**Task details**
Resume the mailing-list reply about the unicode.xml file, picking up after its last sentence.

======== Passage to read ========

W3C home > Mailing lists > Public > www-math@w3.org > December 2013

Re: Errors in XML Entity Definitions for Characters

From: David Carlisle <davidc@nag.co.uk>
Date: Mon, 30 Dec 2013 02:05:07 +0000
Message-ID: <52C0D4D3.1070709@nag.co.uk>
To: Frédéric WANG <fred.wang@free.fr>, "www-math@w3.org" <www-math@w3.org>
On 29/12/2013 12:05, Frédéric WANG wrote:
> Hi all,
> Just a quick feedback on the unicode.xml file provided in the "XML
> Entity Definitions for Characters" spec:
> - Some characters have mathclass="R?" (with a question mark)... I
> guess that's because the mathclass is not clear, but it is
> unexpected for someone who wants to process the file
> automatically...
> - Some Arabic Letters (U+0627-U+063A and Arabic mathematical
> alphabetic symbol) should probably have mathclass="A" since they are
> used as mathematical variables.

Frédéric, thanks for your comments...

======== Data listing ========

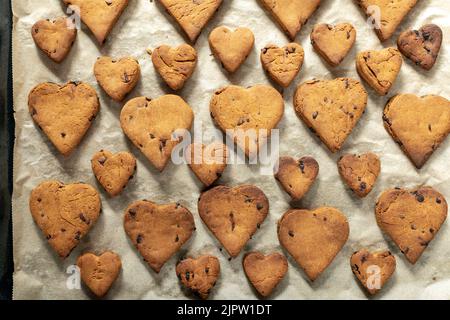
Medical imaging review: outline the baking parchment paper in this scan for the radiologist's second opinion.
[9,0,450,299]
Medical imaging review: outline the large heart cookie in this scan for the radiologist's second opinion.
[152,44,197,90]
[159,0,222,42]
[77,251,122,297]
[275,157,319,200]
[278,207,349,281]
[242,252,288,297]
[356,48,403,96]
[63,0,128,44]
[175,256,220,299]
[311,23,356,67]
[261,42,305,88]
[259,0,320,40]
[31,17,77,63]
[383,94,450,169]
[208,27,255,73]
[94,57,141,101]
[120,95,194,171]
[294,78,367,152]
[397,24,442,70]
[198,185,269,258]
[209,85,284,157]
[375,187,447,264]
[355,0,417,41]
[28,82,100,156]
[124,200,195,273]
[30,181,102,258]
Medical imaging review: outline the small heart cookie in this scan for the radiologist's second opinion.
[350,249,396,295]
[175,256,220,299]
[208,27,255,73]
[31,17,77,63]
[278,207,349,281]
[124,200,195,273]
[311,23,356,67]
[294,78,367,152]
[198,185,269,258]
[77,251,122,298]
[28,82,100,156]
[152,44,197,90]
[375,187,447,264]
[261,42,305,88]
[120,94,194,171]
[275,157,319,200]
[338,152,381,198]
[209,85,284,158]
[356,48,403,96]
[383,94,450,169]
[30,181,102,258]
[397,24,442,70]
[242,252,288,297]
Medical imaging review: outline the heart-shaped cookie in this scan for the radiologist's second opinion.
[94,57,141,102]
[159,0,222,42]
[120,94,194,171]
[186,142,228,187]
[338,152,381,198]
[259,0,320,40]
[91,150,136,197]
[209,85,284,158]
[31,17,77,63]
[294,78,367,152]
[28,82,100,156]
[175,256,220,299]
[198,185,269,258]
[274,157,319,200]
[63,0,128,45]
[30,181,102,258]
[208,27,255,73]
[383,94,450,169]
[77,251,122,298]
[311,23,356,67]
[124,200,195,273]
[375,187,447,264]
[278,207,349,281]
[350,249,396,295]
[242,252,288,297]
[261,42,305,88]
[152,44,197,90]
[356,48,403,96]
[397,24,442,70]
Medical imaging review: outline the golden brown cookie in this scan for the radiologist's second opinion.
[356,48,403,96]
[31,17,77,63]
[208,26,255,73]
[338,152,381,198]
[278,207,349,281]
[383,94,450,169]
[294,78,367,152]
[311,23,356,67]
[152,44,197,90]
[30,181,102,258]
[28,82,100,156]
[175,256,220,299]
[275,157,319,200]
[120,94,194,171]
[198,185,269,258]
[124,200,195,273]
[77,251,122,298]
[209,85,284,158]
[242,252,288,297]
[375,187,447,264]
[261,42,305,88]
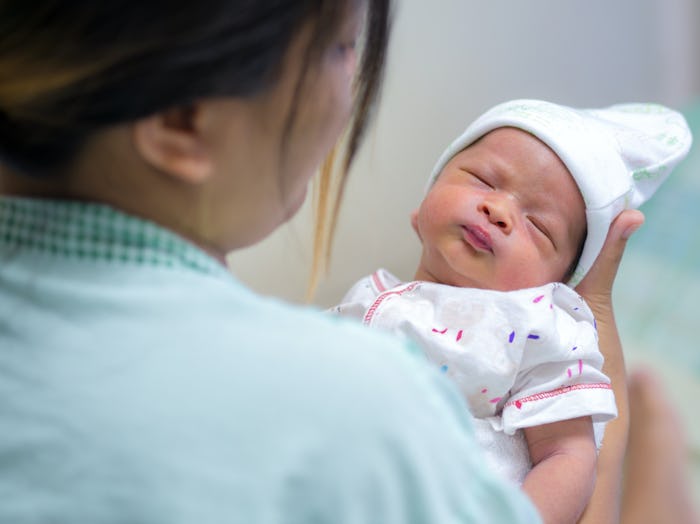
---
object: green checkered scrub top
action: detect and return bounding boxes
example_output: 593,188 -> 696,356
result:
0,197 -> 228,276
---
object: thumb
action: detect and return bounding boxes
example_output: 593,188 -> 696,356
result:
576,209 -> 644,299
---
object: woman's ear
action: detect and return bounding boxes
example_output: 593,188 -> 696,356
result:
411,209 -> 423,242
132,104 -> 214,184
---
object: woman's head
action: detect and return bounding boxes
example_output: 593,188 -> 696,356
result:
0,0 -> 388,266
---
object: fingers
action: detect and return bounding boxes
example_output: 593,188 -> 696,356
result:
576,209 -> 644,296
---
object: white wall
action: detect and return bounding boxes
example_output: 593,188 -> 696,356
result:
231,0 -> 700,305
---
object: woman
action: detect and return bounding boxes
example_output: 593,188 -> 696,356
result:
0,0 -> 641,523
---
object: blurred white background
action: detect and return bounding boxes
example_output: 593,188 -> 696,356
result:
231,0 -> 700,504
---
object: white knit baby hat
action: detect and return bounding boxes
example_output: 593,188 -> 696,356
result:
428,100 -> 692,287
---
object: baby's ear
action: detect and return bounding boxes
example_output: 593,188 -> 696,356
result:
132,105 -> 213,184
411,209 -> 423,242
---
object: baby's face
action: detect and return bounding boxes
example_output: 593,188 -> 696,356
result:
412,127 -> 586,291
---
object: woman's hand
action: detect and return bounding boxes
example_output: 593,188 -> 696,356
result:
576,209 -> 644,314
576,210 -> 644,524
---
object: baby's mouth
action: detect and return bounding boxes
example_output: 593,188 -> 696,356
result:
462,226 -> 493,253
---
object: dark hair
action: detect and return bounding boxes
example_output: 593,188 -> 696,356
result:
0,0 -> 390,176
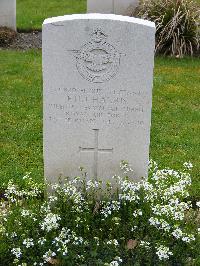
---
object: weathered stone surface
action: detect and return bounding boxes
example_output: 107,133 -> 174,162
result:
0,0 -> 16,30
43,14 -> 155,184
87,0 -> 139,15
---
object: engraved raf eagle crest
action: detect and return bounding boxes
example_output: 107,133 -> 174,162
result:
72,29 -> 122,83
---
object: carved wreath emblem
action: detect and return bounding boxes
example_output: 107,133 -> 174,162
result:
72,29 -> 121,83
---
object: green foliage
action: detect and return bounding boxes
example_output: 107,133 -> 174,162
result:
0,162 -> 200,266
0,27 -> 16,46
17,0 -> 86,31
0,51 -> 200,199
136,0 -> 200,57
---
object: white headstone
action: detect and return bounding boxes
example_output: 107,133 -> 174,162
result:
0,0 -> 16,30
87,0 -> 139,15
43,14 -> 155,184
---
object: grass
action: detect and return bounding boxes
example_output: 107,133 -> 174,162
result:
17,0 -> 86,31
0,51 -> 200,197
17,0 -> 200,31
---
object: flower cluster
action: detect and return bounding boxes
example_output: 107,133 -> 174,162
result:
0,161 -> 200,266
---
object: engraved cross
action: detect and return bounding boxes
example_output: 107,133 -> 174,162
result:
79,129 -> 113,178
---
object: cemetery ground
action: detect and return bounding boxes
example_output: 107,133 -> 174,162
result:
0,50 -> 200,200
17,0 -> 200,32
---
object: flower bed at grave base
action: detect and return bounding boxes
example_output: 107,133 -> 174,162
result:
0,162 -> 200,266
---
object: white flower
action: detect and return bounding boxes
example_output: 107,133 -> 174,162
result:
21,210 -> 30,217
183,162 -> 193,170
109,257 -> 122,266
38,237 -> 46,246
40,213 -> 61,232
156,245 -> 173,260
11,248 -> 22,259
196,201 -> 200,208
133,209 -> 142,217
140,241 -> 150,249
182,234 -> 195,243
43,249 -> 56,262
110,260 -> 119,266
23,238 -> 34,248
107,239 -> 119,246
172,228 -> 183,239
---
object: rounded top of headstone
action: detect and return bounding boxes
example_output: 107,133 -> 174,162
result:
43,13 -> 155,29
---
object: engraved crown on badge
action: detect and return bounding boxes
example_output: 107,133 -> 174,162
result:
69,28 -> 122,83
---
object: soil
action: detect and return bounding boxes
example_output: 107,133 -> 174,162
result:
0,31 -> 42,51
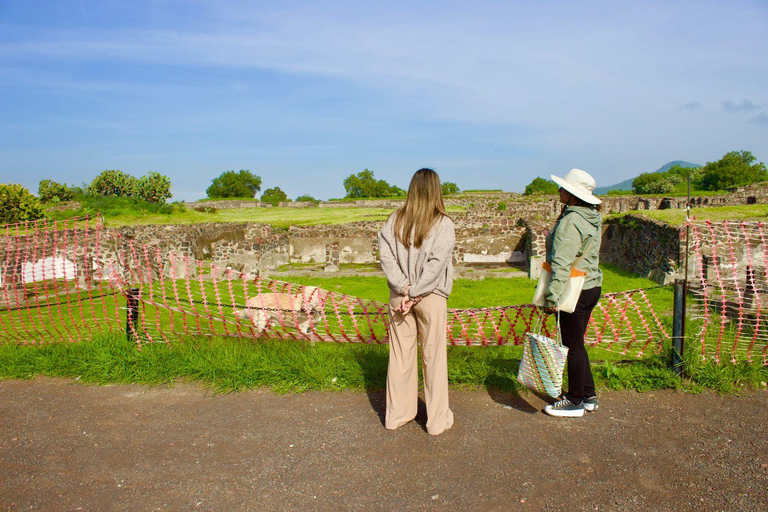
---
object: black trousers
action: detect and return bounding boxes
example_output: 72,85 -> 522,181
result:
560,286 -> 601,404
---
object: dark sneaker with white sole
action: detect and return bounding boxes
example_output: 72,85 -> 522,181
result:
544,398 -> 585,418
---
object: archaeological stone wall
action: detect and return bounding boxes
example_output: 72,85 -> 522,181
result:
184,199 -> 272,210
600,215 -> 680,284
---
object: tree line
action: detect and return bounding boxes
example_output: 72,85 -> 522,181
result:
0,169 -> 459,224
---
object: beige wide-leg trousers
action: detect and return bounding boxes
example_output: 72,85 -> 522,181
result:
384,290 -> 453,436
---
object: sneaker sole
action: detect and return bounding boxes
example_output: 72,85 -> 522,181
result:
544,408 -> 585,418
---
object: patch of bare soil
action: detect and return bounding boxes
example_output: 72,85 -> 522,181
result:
0,379 -> 768,511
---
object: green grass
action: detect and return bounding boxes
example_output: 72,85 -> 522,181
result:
0,265 -> 768,393
0,334 -> 768,393
49,196 -> 464,228
606,204 -> 768,226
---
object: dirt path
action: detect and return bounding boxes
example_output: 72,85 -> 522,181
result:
0,379 -> 768,511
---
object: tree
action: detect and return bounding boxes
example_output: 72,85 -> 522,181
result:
296,194 -> 318,203
205,169 -> 261,198
344,169 -> 405,197
136,171 -> 173,204
632,172 -> 675,194
261,187 -> 290,206
524,178 -> 560,196
88,169 -> 136,197
443,181 -> 461,196
37,180 -> 75,202
0,183 -> 45,224
701,150 -> 768,190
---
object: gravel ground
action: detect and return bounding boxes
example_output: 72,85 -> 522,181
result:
0,378 -> 768,511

========

**Result below**
The <unicodedata> element is all automatically extracted from files
available from the Unicode site in particular the mathclass attribute
(including the ?) comes from


However I note this has been updated (twice) since then and


does not have the ? (but hasn't got the arabic updates that you suggest)
We should probably pass those comments on to the UTC. But I will rebuild
based on the revision-13 data.

> - Some LaTeX commands map to different Unicode code points. For
> example \mathsfbf{\Alpha} maps to both the capital and small (bold
> sans-serif) alpha, which is clearly wrong (one should be
> \mathsfbf{\alpha}). See the attached diff files for details. They
> were generated using the attached XSLT stylesheet and the Unix
> command  "xsltproc extract.xsl unicode.xml | sort --key=2,2 >
> commands1.txt; cat commands1.txt | uniq --skip-chars=7 >
> commands2.txt ; diff -U8 commands1.txt commands2.txt >
> commands.diff".

Ah yes the latex mapping part of the file is actually the original part
(and was largely experimental since there wasn't really any latex
unicode font support back in 1999. One thing on my stack of things to do
one day is to bring that into the 21st century and align with currently
used LaTeX packages. One excuse for putting this off so far is that the
official LaTeX support for the stix fonts has still not been released
and it would be good to use the same command names as that, However I'll
fix the ones you have reported.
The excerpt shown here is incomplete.